Return every line of the data below, exactly.

···

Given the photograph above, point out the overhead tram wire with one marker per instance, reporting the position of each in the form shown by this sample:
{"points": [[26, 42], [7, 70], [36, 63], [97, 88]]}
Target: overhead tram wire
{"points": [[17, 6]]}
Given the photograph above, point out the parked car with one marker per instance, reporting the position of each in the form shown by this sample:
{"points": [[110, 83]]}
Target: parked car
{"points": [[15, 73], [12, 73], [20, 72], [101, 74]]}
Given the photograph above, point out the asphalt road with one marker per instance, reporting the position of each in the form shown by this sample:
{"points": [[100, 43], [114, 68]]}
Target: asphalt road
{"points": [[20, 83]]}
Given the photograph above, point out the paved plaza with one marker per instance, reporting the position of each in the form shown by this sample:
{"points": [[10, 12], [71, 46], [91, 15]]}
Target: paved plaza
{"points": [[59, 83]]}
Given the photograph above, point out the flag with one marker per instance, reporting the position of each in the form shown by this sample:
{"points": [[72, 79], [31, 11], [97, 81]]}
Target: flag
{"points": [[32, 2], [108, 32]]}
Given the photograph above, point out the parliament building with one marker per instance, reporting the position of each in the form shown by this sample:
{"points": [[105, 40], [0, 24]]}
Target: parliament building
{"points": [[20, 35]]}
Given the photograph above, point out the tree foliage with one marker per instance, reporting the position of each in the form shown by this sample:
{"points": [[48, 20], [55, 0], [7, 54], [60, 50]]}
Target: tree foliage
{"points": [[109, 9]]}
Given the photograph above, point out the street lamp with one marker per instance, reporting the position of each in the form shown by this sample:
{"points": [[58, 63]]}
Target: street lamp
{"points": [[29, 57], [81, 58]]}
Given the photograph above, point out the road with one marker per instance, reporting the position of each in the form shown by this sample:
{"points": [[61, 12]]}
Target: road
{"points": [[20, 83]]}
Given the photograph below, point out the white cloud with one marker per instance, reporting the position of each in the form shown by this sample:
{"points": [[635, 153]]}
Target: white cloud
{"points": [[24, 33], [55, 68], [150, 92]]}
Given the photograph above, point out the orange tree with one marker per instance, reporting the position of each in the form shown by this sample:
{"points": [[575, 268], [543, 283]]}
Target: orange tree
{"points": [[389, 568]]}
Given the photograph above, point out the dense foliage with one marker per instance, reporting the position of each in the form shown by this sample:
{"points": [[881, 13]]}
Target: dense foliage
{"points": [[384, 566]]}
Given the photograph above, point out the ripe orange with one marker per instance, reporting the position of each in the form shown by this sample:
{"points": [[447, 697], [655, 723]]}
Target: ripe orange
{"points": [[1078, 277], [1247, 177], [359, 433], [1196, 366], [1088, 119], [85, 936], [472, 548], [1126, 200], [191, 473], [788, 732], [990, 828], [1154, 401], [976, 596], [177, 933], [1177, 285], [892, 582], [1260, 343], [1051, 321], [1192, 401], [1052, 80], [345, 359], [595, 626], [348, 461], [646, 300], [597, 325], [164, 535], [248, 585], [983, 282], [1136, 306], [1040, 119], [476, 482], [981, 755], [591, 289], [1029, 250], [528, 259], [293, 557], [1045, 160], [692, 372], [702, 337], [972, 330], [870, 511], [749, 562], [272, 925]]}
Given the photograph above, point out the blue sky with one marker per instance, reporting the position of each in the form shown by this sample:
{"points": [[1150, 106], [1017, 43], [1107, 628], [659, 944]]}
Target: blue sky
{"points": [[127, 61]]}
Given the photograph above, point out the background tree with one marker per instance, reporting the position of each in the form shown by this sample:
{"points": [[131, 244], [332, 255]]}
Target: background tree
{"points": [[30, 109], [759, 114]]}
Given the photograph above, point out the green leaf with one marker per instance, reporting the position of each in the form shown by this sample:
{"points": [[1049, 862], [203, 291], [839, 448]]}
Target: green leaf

···

▸ Reply
Given the photograph above, point out the overhead tram wire with one marker per instance, reporting the position of each in the form shown by this sample:
{"points": [[26, 42], [7, 70], [36, 63], [97, 88]]}
Target: overhead tram wire
{"points": [[17, 6]]}
Given the photograph above, point out the parked car with one marker per instance, reporting the position of each in the form shown by this sample:
{"points": [[110, 83]]}
Target: parked car
{"points": [[15, 73], [12, 73], [20, 72], [101, 74]]}
Given the photograph above, point out the asphalt road with one marker per instance, reporting the position of each in the form shown by this sample:
{"points": [[100, 43], [114, 68]]}
Target: asphalt road
{"points": [[20, 83]]}
Given the photograph above, point out the paved plaza with one marker per instance, reporting the position of each in the form shown by this sample:
{"points": [[10, 12], [71, 46], [91, 15]]}
Target: paved plaza
{"points": [[59, 83]]}
Given the photograph above, point out the flag with one marker per instance, reporting the position of each in the form shown by this sample:
{"points": [[72, 79], [31, 11], [97, 81]]}
Target: flag
{"points": [[32, 2], [108, 32]]}
Given the photograph above, point out the parliament building with one marker per instance, reporting the position of each in the form shown by this sample:
{"points": [[105, 40], [0, 24]]}
Target: parliament building
{"points": [[20, 35]]}
Given the photograph above, point out the tree foliage with one marker per instance, reporting the position of each in the form shown by this sample:
{"points": [[48, 20], [55, 0], [7, 54], [60, 50]]}
Target: tree foliage
{"points": [[109, 9]]}
Given the photograph above, point out the street lamp with one marker per instance, reporting the position of each in the form shown by this sample:
{"points": [[58, 63]]}
Target: street lamp
{"points": [[29, 57], [81, 58]]}
Given the photograph above, point out the road with one marker per instance, reporting the position of each in the form shown by this sample:
{"points": [[61, 12]]}
Target: road
{"points": [[20, 83]]}
Given the photograph below, point out the white cloud with one marker per instance, reporting the position of each in the form shown by this sample:
{"points": [[635, 153]]}
Target: white cloud
{"points": [[24, 33], [55, 68], [150, 92]]}
Given the photograph above, point out the orange tree with one marker per instance, reporting the position of each in the form shown by this sample:
{"points": [[575, 268], [543, 283]]}
Target: orange tree
{"points": [[389, 568]]}
Given the photograph above, point out the dense foliage with one marker per instance, reporting the position of each in the form shown by this sample:
{"points": [[881, 13]]}
Target: dense foliage
{"points": [[384, 566]]}
Given the photograph above, point out the ripe orange with one marker per instance, reporting the position of each in the form shown by this sample:
{"points": [[447, 697], [655, 723]]}
Target: ripe orange
{"points": [[1078, 277], [1247, 177], [359, 433], [1196, 366], [1088, 119], [85, 936], [472, 548], [1126, 200], [191, 473], [788, 732], [990, 828], [1154, 401], [976, 596], [177, 933], [1177, 285], [892, 582], [1260, 343], [1051, 321], [1192, 401], [1052, 80], [345, 359], [595, 626], [348, 461], [646, 300], [597, 325], [164, 535], [248, 585], [983, 282], [1136, 306], [1040, 119], [476, 482], [981, 755], [591, 289], [1029, 250], [528, 259], [293, 557], [1045, 160], [692, 372], [702, 337], [972, 330], [870, 511], [749, 562], [272, 925]]}
Given the photograph above, point out the blue sky with one marker per instance, reporting the position of each in the form shown by this sample:
{"points": [[1150, 106], [1017, 43], [1107, 628], [659, 944]]}
Target: blue sky
{"points": [[127, 61]]}
Given the photograph above, point out the background tree with one marker per instance, reporting the position of each in the form shown by this sample:
{"points": [[131, 244], [332, 255]]}
Target: background tree
{"points": [[30, 109], [759, 114]]}
Given the photograph above, point out the green leaf with one marker per instance, reporting the position of each in the form shown by this sample:
{"points": [[1049, 862], [203, 291], [839, 448]]}
Target: green leaf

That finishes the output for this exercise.